Aim of the task:
State the number of lines in the entries below that contain the word "upholstered". Give only the number.

Information supplied:
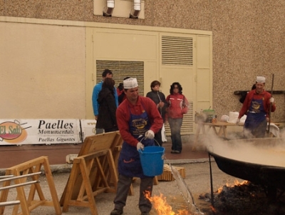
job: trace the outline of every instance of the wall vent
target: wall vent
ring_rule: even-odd
[[[144,95],[144,62],[126,61],[96,61],[96,83],[102,81],[102,73],[105,69],[113,72],[113,79],[117,87],[125,77],[137,78],[139,94]]]
[[[162,36],[162,65],[193,66],[193,39]]]

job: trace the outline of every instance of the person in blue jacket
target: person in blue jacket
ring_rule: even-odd
[[[92,94],[92,104],[93,106],[93,113],[94,113],[94,116],[95,116],[95,119],[97,120],[98,119],[98,113],[99,113],[99,104],[98,102],[98,94],[99,92],[101,91],[102,89],[102,85],[103,85],[103,82],[104,81],[104,79],[105,78],[113,78],[113,72],[112,71],[106,69],[104,70],[104,71],[102,74],[102,81],[97,84],[93,89],[93,92]],[[114,86],[114,94],[115,94],[115,104],[116,104],[116,106],[118,106],[118,94],[117,94],[117,89]],[[103,132],[104,129],[103,128],[97,128],[96,127],[96,134],[102,134]]]

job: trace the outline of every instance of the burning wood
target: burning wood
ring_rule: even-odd
[[[281,215],[285,214],[285,196],[283,191],[276,201],[266,196],[264,187],[244,181],[234,185],[224,185],[214,193],[214,205],[210,206],[215,215]],[[209,201],[209,194],[200,199]]]
[[[186,209],[178,210],[177,214],[175,214],[172,206],[167,202],[166,197],[162,194],[160,196],[150,196],[150,193],[146,192],[145,196],[152,203],[152,206],[157,215],[190,215]]]

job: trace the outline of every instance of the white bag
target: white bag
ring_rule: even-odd
[[[167,141],[167,139],[166,138],[166,134],[165,134],[165,124],[163,124],[162,128],[161,129],[161,139],[162,141],[162,143]]]

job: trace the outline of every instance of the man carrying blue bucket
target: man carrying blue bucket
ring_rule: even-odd
[[[149,98],[138,95],[137,79],[123,81],[127,96],[116,111],[117,123],[124,140],[118,159],[119,179],[115,208],[110,215],[123,214],[133,177],[140,178],[139,209],[141,215],[148,215],[152,204],[145,194],[151,196],[153,176],[143,174],[138,150],[155,146],[153,138],[162,127],[163,120],[155,104]]]

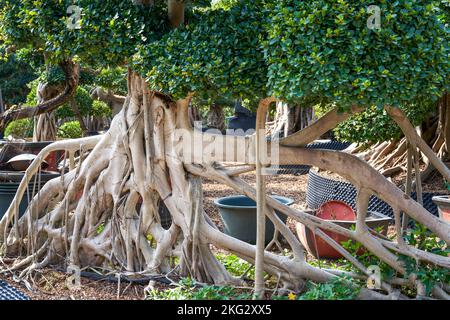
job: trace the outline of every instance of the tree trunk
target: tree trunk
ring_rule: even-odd
[[[199,177],[224,183],[255,199],[256,190],[239,177],[254,170],[255,137],[230,139],[198,133],[189,123],[189,98],[175,102],[150,92],[145,81],[131,71],[128,82],[129,96],[106,134],[55,142],[42,150],[27,169],[14,200],[0,220],[3,252],[19,257],[8,270],[21,270],[19,276],[23,277],[36,268],[68,262],[72,270],[100,266],[145,275],[169,272],[170,261],[178,257],[177,270],[183,276],[200,282],[242,285],[216,260],[211,248],[226,250],[254,263],[255,246],[220,232],[211,222],[203,210]],[[296,139],[287,141],[291,145],[302,144],[312,137],[309,130],[303,134],[300,132]],[[224,148],[207,152],[211,141]],[[267,148],[273,150],[271,143]],[[80,161],[63,178],[48,182],[19,219],[19,203],[28,183],[47,154],[55,150],[69,154],[81,150]],[[336,172],[358,189],[356,230],[287,207],[266,195],[265,215],[292,250],[292,256],[264,251],[264,271],[277,278],[280,290],[300,290],[305,280],[326,282],[342,271],[308,264],[299,240],[274,210],[311,230],[319,232],[320,228],[360,242],[401,277],[406,270],[399,254],[450,268],[449,257],[379,238],[369,231],[365,224],[368,199],[376,194],[393,206],[395,212],[404,212],[450,244],[448,224],[405,196],[366,162],[343,152],[283,145],[279,147],[279,159],[279,164],[306,164]],[[267,165],[267,161],[263,159],[262,164]],[[221,164],[224,162],[231,167]],[[236,167],[242,163],[244,167]],[[164,202],[172,217],[168,230],[161,226],[159,201]],[[397,220],[400,219],[396,223]],[[102,232],[98,231],[99,226],[103,227]],[[331,238],[324,237],[324,241],[346,253]],[[363,277],[369,276],[348,252],[346,256]],[[389,283],[397,280],[383,281],[383,290],[388,295],[381,297],[393,294]],[[416,286],[414,279],[402,281]],[[437,297],[446,295],[445,288],[435,287],[435,291]]]
[[[60,94],[61,88],[48,86],[39,82],[36,89],[38,105],[49,101]],[[34,118],[33,141],[56,140],[56,118],[53,112],[43,113]]]
[[[10,108],[0,115],[0,130],[3,131],[6,126],[14,120],[32,118],[44,113],[56,110],[69,101],[75,93],[78,86],[79,66],[72,61],[64,61],[60,64],[65,75],[65,88],[56,97],[47,100],[35,107]]]
[[[209,108],[206,126],[211,129],[217,129],[221,132],[225,132],[226,126],[223,107],[216,104],[211,105]]]

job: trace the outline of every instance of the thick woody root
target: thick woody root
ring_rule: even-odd
[[[22,275],[26,275],[34,268],[65,263],[71,268],[102,266],[122,272],[156,274],[172,271],[170,261],[178,257],[181,275],[191,276],[200,282],[242,284],[216,260],[211,245],[250,263],[254,263],[255,247],[220,232],[207,217],[202,207],[199,176],[215,179],[255,198],[255,190],[239,178],[239,174],[253,169],[253,139],[235,137],[230,142],[222,141],[225,138],[220,135],[202,136],[205,141],[226,144],[229,147],[227,150],[237,150],[241,142],[247,144],[243,149],[246,150],[244,163],[249,167],[228,169],[218,165],[223,161],[220,152],[206,154],[200,161],[192,161],[189,152],[182,150],[180,153],[173,146],[173,142],[177,141],[177,136],[174,136],[176,129],[187,130],[188,136],[183,138],[194,135],[187,113],[189,99],[174,103],[165,96],[150,93],[142,79],[134,75],[130,76],[129,86],[131,96],[114,118],[108,133],[101,137],[57,142],[44,149],[28,169],[16,198],[0,222],[0,243],[3,244],[4,254],[19,257],[10,270],[22,270]],[[300,140],[303,143],[306,138]],[[295,144],[292,140],[288,141],[291,145]],[[31,176],[38,172],[39,162],[45,158],[45,153],[55,148],[66,150],[72,158],[73,153],[81,149],[78,166],[70,161],[71,170],[62,179],[47,183],[34,197],[25,215],[18,219],[17,204],[26,185]],[[296,147],[281,147],[280,159],[281,164],[316,165],[335,171],[356,183],[359,189],[355,231],[266,197],[266,215],[292,249],[291,257],[268,250],[264,254],[264,269],[279,279],[280,288],[300,290],[305,280],[326,282],[342,272],[309,265],[304,248],[274,214],[274,209],[319,234],[319,229],[328,230],[361,242],[400,274],[404,274],[405,270],[398,261],[397,253],[450,267],[449,258],[419,251],[407,246],[401,238],[391,242],[368,232],[365,225],[368,197],[377,194],[394,205],[398,214],[405,212],[444,241],[450,242],[448,225],[404,197],[400,190],[366,163],[344,153]],[[162,227],[158,214],[161,201],[172,217],[168,230]],[[367,270],[340,244],[321,235],[342,252],[363,277],[367,276]],[[406,282],[415,285],[414,279]],[[391,298],[395,295],[389,282],[383,282],[382,287],[388,292],[387,296],[371,293],[371,297]],[[440,290],[437,296],[445,298],[444,289]],[[367,297],[366,291],[364,294]]]

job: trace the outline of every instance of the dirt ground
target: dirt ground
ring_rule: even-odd
[[[253,175],[244,175],[243,178],[249,184],[255,184],[255,177]],[[308,175],[268,176],[266,179],[267,191],[270,194],[292,198],[294,200],[294,204],[292,205],[294,208],[304,209],[306,206],[307,179]],[[402,183],[402,179],[398,179],[398,183]],[[205,210],[217,226],[220,229],[223,229],[223,223],[220,218],[218,208],[214,205],[214,199],[233,195],[236,194],[236,192],[228,186],[208,179],[203,180],[203,188]],[[425,183],[424,191],[429,192],[437,190],[443,190],[443,183],[441,177],[434,175],[430,177],[427,183]],[[293,221],[288,220],[287,223],[292,230],[295,230],[295,224]],[[91,279],[82,278],[82,289],[73,291],[68,289],[66,285],[66,278],[67,275],[62,272],[45,269],[36,274],[34,282],[30,283],[33,288],[33,292],[30,292],[23,284],[14,282],[12,277],[0,275],[0,279],[6,280],[10,285],[18,288],[20,291],[27,294],[31,299],[37,300],[136,300],[144,299],[145,297],[144,288],[146,285],[143,284],[121,283],[119,287],[117,283],[94,281]],[[165,285],[158,283],[156,283],[156,285],[162,288],[165,287]]]

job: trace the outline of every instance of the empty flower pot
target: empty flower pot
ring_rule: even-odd
[[[272,196],[278,202],[287,206],[294,200]],[[225,233],[250,244],[256,243],[256,202],[246,196],[229,196],[216,199],[214,203],[219,207],[220,215],[225,227]],[[286,223],[287,217],[275,211],[278,217]],[[266,245],[273,239],[275,228],[273,223],[266,218]]]
[[[307,211],[307,213],[311,215],[316,215],[315,211]],[[356,221],[344,221],[344,220],[328,220],[326,221],[333,222],[341,227],[350,229],[355,227]],[[382,227],[381,234],[386,235],[388,231],[389,224],[392,223],[392,218],[385,216],[381,213],[369,211],[367,213],[366,224],[372,230],[378,230],[378,228]],[[339,259],[342,258],[342,255],[337,252],[332,246],[330,246],[325,240],[321,237],[316,236],[312,230],[306,228],[303,224],[297,223],[296,225],[297,235],[306,248],[306,250],[312,254],[316,258],[325,258],[325,259]],[[321,229],[322,230],[322,229]],[[326,235],[332,238],[337,243],[341,244],[343,241],[348,241],[349,238],[331,232],[322,230]],[[364,250],[360,250],[358,254],[362,254]]]

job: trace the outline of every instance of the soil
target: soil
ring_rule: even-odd
[[[330,172],[321,171],[321,174],[334,179],[343,180],[341,177]],[[243,179],[255,185],[255,176],[246,174],[242,176]],[[308,175],[294,176],[294,175],[274,175],[267,176],[267,191],[270,194],[282,195],[294,200],[292,207],[297,209],[306,208],[306,187]],[[345,180],[343,180],[345,181]],[[402,185],[404,178],[398,176],[394,183]],[[447,192],[448,190],[443,186],[442,177],[434,173],[424,183],[424,192]],[[221,220],[219,210],[214,205],[214,199],[236,194],[236,192],[228,186],[217,183],[209,179],[203,179],[204,190],[204,208],[207,214],[211,217],[214,223],[223,230],[223,222]],[[288,219],[288,226],[295,233],[295,223]],[[392,233],[390,230],[389,233]],[[33,292],[30,292],[23,284],[18,284],[13,281],[11,276],[0,275],[1,280],[6,280],[10,285],[16,287],[20,291],[27,294],[31,299],[36,300],[136,300],[144,299],[144,289],[146,285],[122,283],[120,286],[120,294],[118,294],[118,285],[113,282],[95,281],[87,278],[82,278],[81,290],[70,290],[66,285],[67,275],[63,272],[54,271],[52,269],[44,269],[36,273],[33,283],[30,285]],[[167,285],[156,282],[156,287],[167,288]]]
[[[63,272],[46,268],[34,275],[34,281],[28,282],[33,289],[29,291],[24,283],[17,283],[12,277],[0,274],[0,280],[6,280],[32,300],[142,300],[145,297],[146,285],[122,282],[118,290],[117,283],[82,277],[81,288],[70,290],[66,285],[67,277]]]

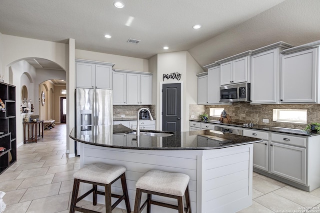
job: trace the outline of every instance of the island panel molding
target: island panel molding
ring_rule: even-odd
[[[214,150],[147,150],[102,147],[80,144],[80,167],[98,161],[121,165],[127,169],[130,205],[134,206],[136,183],[148,171],[158,169],[186,174],[189,182],[193,213],[236,212],[252,204],[252,144]],[[82,157],[82,156],[84,156]],[[120,183],[112,187],[120,192]],[[88,190],[84,186],[81,194]],[[88,197],[91,201],[91,197]],[[159,198],[160,201],[161,198]],[[166,200],[166,202],[168,201]],[[98,197],[98,202],[104,199]],[[174,205],[174,201],[172,201]],[[121,203],[118,208],[126,209]],[[153,213],[162,213],[163,208],[152,206]],[[166,209],[168,213],[176,210]]]

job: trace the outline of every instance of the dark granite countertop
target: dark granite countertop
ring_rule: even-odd
[[[77,133],[78,132],[78,133]],[[142,132],[163,132],[144,130]],[[92,131],[80,133],[74,129],[70,137],[87,144],[122,149],[190,150],[220,149],[262,142],[260,139],[212,130],[172,132],[168,137],[142,135],[137,142],[130,129],[122,125],[98,126]],[[168,132],[166,132],[168,133]]]
[[[320,135],[320,133],[314,133],[308,131],[306,131],[304,130],[298,129],[292,129],[287,128],[284,127],[278,127],[266,125],[254,125],[252,127],[245,127],[244,126],[243,123],[240,122],[230,122],[230,123],[222,123],[220,121],[216,121],[214,120],[208,120],[206,121],[203,121],[201,119],[190,119],[190,121],[196,121],[199,122],[212,123],[214,124],[220,124],[226,126],[231,126],[238,127],[242,127],[246,129],[254,129],[256,130],[264,130],[269,131],[271,132],[278,132],[280,133],[287,133],[292,134],[294,135],[302,135],[304,136],[314,136],[316,135]]]

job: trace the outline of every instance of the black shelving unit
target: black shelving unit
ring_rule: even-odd
[[[0,98],[6,110],[0,109],[0,174],[16,161],[16,86],[0,82]]]

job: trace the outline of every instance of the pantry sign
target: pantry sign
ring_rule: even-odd
[[[178,72],[172,72],[170,74],[164,74],[162,80],[164,81],[164,79],[176,79],[178,81],[181,79],[181,75],[182,74]]]

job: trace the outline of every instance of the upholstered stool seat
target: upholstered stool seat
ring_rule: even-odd
[[[189,195],[188,176],[182,173],[166,172],[152,170],[146,173],[136,184],[136,192],[134,204],[134,213],[141,212],[147,206],[147,212],[150,213],[151,204],[174,209],[179,213],[184,212],[191,213],[190,197]],[[142,193],[148,194],[148,198],[140,207]],[[178,206],[172,205],[162,202],[152,201],[152,195],[175,198],[178,200]],[[182,197],[186,196],[186,207],[184,208]]]
[[[76,172],[74,174],[74,181],[70,213],[74,213],[75,211],[82,212],[96,212],[76,206],[78,202],[91,193],[93,193],[94,206],[96,205],[97,195],[104,196],[106,213],[111,213],[112,210],[115,208],[122,200],[125,201],[127,212],[130,213],[131,210],[126,181],[126,168],[122,166],[98,163],[88,165]],[[122,196],[111,193],[111,185],[119,179],[121,179],[123,191]],[[80,182],[92,184],[92,188],[77,198]],[[104,186],[104,192],[98,191],[98,185]],[[112,205],[111,205],[112,197],[118,199]]]

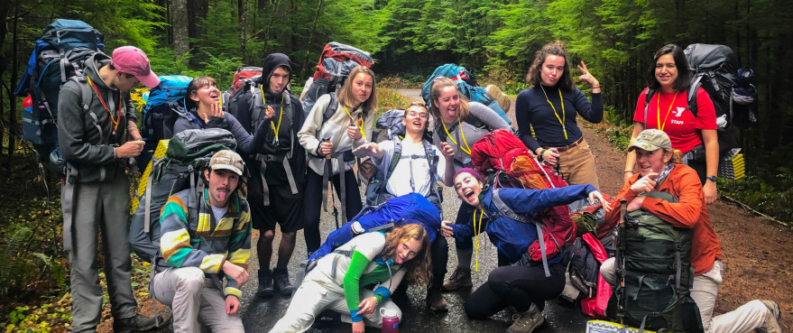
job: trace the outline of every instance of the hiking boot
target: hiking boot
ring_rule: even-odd
[[[458,288],[472,287],[474,282],[471,282],[471,269],[466,267],[457,267],[448,281],[443,283],[443,291],[448,291]]]
[[[446,299],[440,294],[439,289],[427,290],[427,307],[435,312],[448,312],[448,306]]]
[[[162,319],[160,318],[160,322]],[[135,313],[134,317],[113,320],[113,331],[116,333],[139,332],[149,330],[157,327],[154,316],[143,316]]]
[[[289,272],[285,269],[276,268],[272,270],[272,280],[275,290],[281,292],[281,295],[291,296],[294,286],[289,282]]]
[[[259,289],[256,291],[256,297],[267,299],[275,294],[275,289],[272,288],[272,273],[269,268],[259,269]]]
[[[515,322],[507,328],[507,333],[531,333],[534,331],[534,328],[539,328],[539,325],[545,322],[542,312],[534,309],[514,314],[512,319],[515,319]]]
[[[769,308],[769,312],[765,315],[765,322],[762,327],[755,329],[758,333],[782,333],[782,328],[779,326],[779,319],[782,318],[782,312],[779,310],[779,303],[773,301],[761,301]]]

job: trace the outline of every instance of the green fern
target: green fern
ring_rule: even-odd
[[[0,270],[0,296],[8,294],[11,285],[14,284],[10,279],[20,275],[16,269],[13,269],[18,267],[13,263],[18,259],[17,254],[32,234],[32,230],[27,227],[13,227],[5,237],[5,242],[0,244],[0,252],[4,254],[0,256],[0,267],[4,267]]]

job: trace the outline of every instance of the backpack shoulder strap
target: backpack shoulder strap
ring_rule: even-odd
[[[500,215],[505,216],[505,217],[512,218],[513,220],[516,220],[518,222],[523,222],[523,223],[533,223],[534,222],[534,221],[531,221],[530,219],[529,219],[529,217],[527,217],[525,215],[518,214],[514,210],[512,210],[512,208],[511,208],[509,206],[507,206],[507,204],[505,204],[504,201],[502,200],[501,196],[499,195],[499,192],[501,192],[501,189],[493,190],[492,199],[493,199],[493,204],[495,205],[495,208],[498,209],[498,212]]]
[[[655,95],[655,89],[647,88],[647,93],[644,97],[644,127],[647,128],[647,108],[650,106],[650,100],[652,99],[652,96]],[[659,97],[660,98],[660,97]]]
[[[99,142],[103,144],[106,143],[105,142],[105,133],[102,131],[102,126],[99,125],[99,117],[97,116],[97,114],[90,107],[91,98],[94,95],[88,79],[86,79],[86,77],[76,75],[69,78],[69,80],[77,83],[80,90],[80,103],[82,103],[83,111],[88,114],[94,122],[94,127],[97,127],[97,132],[99,133]],[[120,103],[118,107],[123,107],[123,105],[124,104]]]
[[[695,76],[694,81],[691,82],[691,87],[688,87],[688,96],[687,96],[687,101],[688,101],[688,110],[694,114],[694,117],[696,117],[697,105],[696,105],[696,92],[699,91],[699,88],[702,87],[702,77],[703,75]]]
[[[330,119],[333,116],[333,114],[336,113],[336,110],[338,109],[338,97],[336,95],[336,92],[332,92],[330,94],[330,103],[327,105],[327,107],[325,108],[325,112],[322,114],[322,123]]]
[[[399,138],[393,139],[393,153],[391,155],[391,162],[388,164],[388,169],[385,171],[385,177],[383,178],[383,185],[380,188],[381,192],[385,190],[386,184],[388,184],[388,180],[391,179],[391,175],[393,173],[393,171],[396,169],[397,164],[400,163],[400,160],[402,157],[402,141]]]

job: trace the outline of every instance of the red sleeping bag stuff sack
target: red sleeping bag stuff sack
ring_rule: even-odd
[[[483,175],[493,177],[493,189],[545,190],[567,186],[549,167],[537,162],[521,139],[505,129],[493,131],[474,143],[471,162]],[[539,214],[549,258],[576,239],[576,223],[569,215],[567,206],[557,206]],[[528,253],[531,260],[542,260],[539,240],[529,245]]]

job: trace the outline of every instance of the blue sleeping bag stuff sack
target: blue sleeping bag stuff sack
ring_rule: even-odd
[[[429,87],[432,85],[432,81],[437,78],[451,79],[455,81],[455,84],[457,85],[457,91],[459,91],[466,99],[471,102],[481,103],[485,106],[490,107],[495,111],[498,116],[501,116],[507,124],[512,124],[512,121],[507,116],[507,113],[504,112],[495,98],[491,97],[484,88],[476,87],[475,78],[474,78],[465,67],[457,66],[453,63],[438,66],[435,69],[435,71],[432,72],[432,75],[429,76],[429,79],[421,85],[421,97],[424,98],[424,103],[426,103],[428,106],[432,104],[429,100]]]
[[[440,211],[429,200],[418,193],[392,198],[377,207],[366,207],[350,219],[349,223],[330,233],[319,249],[309,256],[309,261],[327,255],[337,247],[353,239],[355,235],[353,235],[352,226],[356,221],[361,224],[364,233],[370,232],[374,228],[378,228],[376,231],[383,231],[379,227],[390,223],[393,223],[393,227],[418,223],[427,230],[431,243],[435,241],[438,230],[440,229]]]

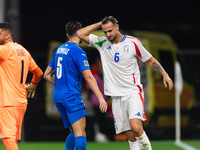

Result for this exercise:
2